__Page__.
Opinion of the court, delivered by Nicole Adams, signed by David Lamb
Why did the banker cross the road? Because there was a $100 bill on the other side. Why didn’t the economist? Because he reasoned that if the $100 bill was real, someone would have already picked it up.
The bill was fresh from the Philadelphia headquarters of the United States Mint; what the economist thought was a piece of counterfeit currency was actually bailout money, planted on the other side of the asphalt for the banker who the federal government knew didn’t accept the idea of market efficiency.
President Obama and his administration predicted the banker would reason that if the efficient-market hypothesis (EMH)—the theory that the prices at which all financial assets are traded reflect all known information—held true, then commodity prices never would have spiked in the summer of 2008, real estate prices wouldn’t have increased by 50% from 2000-2007 and since lost those gains, and the “dot-com bubble” wouldn’t be a case study on human psychology applied to economics.
Although many economic theorists still hold that investors are rational, and use the EMH as evidence that stock prices mirror real stock values and that outperforming the market is therefore impossible through any means other than luck, a growing number of financial economists are beginning to doubt the EMH. Over the past fifteen years, free stock-trading websites have made available information that was previously difficult, if not impossible, to find. And yet an increase in real-time financial information has correlated with an increase in bad investing—the dot-com bubble, the oil speculation bubble, and the American housing bubble have all come since then.
Because the price of a share of AOL in 1999, a barrel of oil last July, and a two-bedroom Albuquerque condominium in 2007 had little relation to their actual or potential value, something other than market efficiency must have been at work.
The EMH ignores the fact that humans aren’t good at calculating risk; it’s why we make bad bankers, and why we need to tame our actions by leaning on protocols like laws, etiquette, and ethics to govern our decisions. But most importantly, it’s why we are subject to the herd mentality that creates the greater fool in the greater fool theory—the man who became a first-time homeowner three years ago or who bought copper last year because it’s month-to-month increases were seemingly guaranteed to continue.
Homo economicus—the “economic human” —doesn’t exist.
Herd mentality does, and it’s leading politicians to the wrong solutions at the wrong times. Now, when every major investment bank has been closed, General Motors (GM) and Chrysler are in and just out of bankruptcy court, and most major Wall Street banks are in the red, Mr Obama has dismissed GM’s chief-executive, the 111th Congress has passed legislation regulating executive pay, and the president’s administration is working with Congress to force banks into freeing up the funding they received in the Troubled Asset Relief Program.

__Source data__.
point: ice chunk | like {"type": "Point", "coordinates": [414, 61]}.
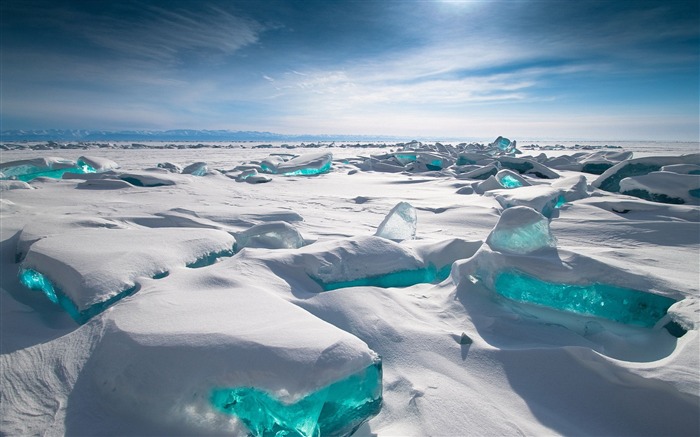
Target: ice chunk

__Tasks__.
[A] Return the passage of the market-efficiency essay from "The bill was" to "applied to economics." word for word.
[B] Summarize the market-efficiency essay in two sentences.
[C] Rewrite the paragraph of the market-efficiency essay beginning "Although many economic theorists" as a bulleted list of its main points.

__The solutions__.
[A]
The bill was fresh from the Philadelphia headquarters of the United States Mint; what the economist thought was a piece of counterfeit currency was actually bailout money, planted on the other side of the asphalt for the banker who the federal government knew didn’t accept the idea of market efficiency.
President Obama and his administration predicted the banker would reason that if the efficient-market hypothesis (EMH)—the theory that the prices at which all financial assets are traded reflect all known information—held true, then commodity prices never would have spiked in the summer of 2008, real estate prices wouldn’t have increased by 50% from 2000-2007 and since lost those gains, and the “dot-com bubble” wouldn’t be a case study on human psychology applied to economics.

[B] The essay argues that the efficient-market hypothesis, the theory that the prices of financial assets reflect all known information, cannot explain the dot-com, oil speculation, and American housing bubbles, when prices had little relation to actual or potential value. It contends that humans are poor at calculating risk and subject to herd mentality, and that this herd mentality is leading politicians to the wrong solutions at the wrong times.

[C]
- Many economic theorists still hold that investors are rational. They cite the EMH as evidence that stock prices mirror real stock values, so outperforming the market is possible only through luck.
- A growing number of financial economists are beginning to doubt the EMH.
- Over the past fifteen years, free stock-trading websites have made available information that was previously difficult or impossible to find.
- Yet more real-time financial information has correlated with more bad investing. The dot-com bubble, the oil speculation bubble, and the American housing bubble have all come since then.